─── Given information ───

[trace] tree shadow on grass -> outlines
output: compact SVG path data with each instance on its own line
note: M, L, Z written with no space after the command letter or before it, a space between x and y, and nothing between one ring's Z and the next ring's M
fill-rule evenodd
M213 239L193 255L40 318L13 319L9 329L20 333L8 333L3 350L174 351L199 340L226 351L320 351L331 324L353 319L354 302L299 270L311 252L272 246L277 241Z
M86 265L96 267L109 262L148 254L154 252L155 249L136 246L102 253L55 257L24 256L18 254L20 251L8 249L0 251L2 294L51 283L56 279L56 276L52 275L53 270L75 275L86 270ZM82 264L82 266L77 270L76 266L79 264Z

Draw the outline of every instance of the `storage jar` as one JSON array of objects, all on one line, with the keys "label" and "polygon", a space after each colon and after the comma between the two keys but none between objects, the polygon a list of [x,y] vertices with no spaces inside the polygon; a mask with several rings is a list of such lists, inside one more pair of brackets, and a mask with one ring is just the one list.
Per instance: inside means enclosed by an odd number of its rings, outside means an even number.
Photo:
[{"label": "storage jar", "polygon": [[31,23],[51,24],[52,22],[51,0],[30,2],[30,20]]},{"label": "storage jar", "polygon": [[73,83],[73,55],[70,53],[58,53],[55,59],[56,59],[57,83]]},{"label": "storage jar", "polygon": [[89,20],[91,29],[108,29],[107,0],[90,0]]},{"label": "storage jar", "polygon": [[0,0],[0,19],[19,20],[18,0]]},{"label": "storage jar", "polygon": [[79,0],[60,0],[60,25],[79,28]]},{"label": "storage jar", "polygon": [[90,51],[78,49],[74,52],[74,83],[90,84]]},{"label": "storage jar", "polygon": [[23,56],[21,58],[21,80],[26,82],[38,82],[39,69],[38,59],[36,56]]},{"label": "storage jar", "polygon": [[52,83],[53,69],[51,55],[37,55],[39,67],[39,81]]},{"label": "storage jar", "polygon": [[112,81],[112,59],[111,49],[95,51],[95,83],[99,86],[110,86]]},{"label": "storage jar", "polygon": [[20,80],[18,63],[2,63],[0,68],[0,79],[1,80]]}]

───

- **Problem requirements**
Print verbatim every line from the beginning of the rows through the line that contains "note: M, L, Z", inclusive.

- **Answer to this task**
[trace] tree shadow on grass -> outlines
output: compact SVG path data with each instance on its own line
note: M, L, Z written with no space after the command letter or before it, a space between x and y, and nothing between one ring's Z and the next ring's M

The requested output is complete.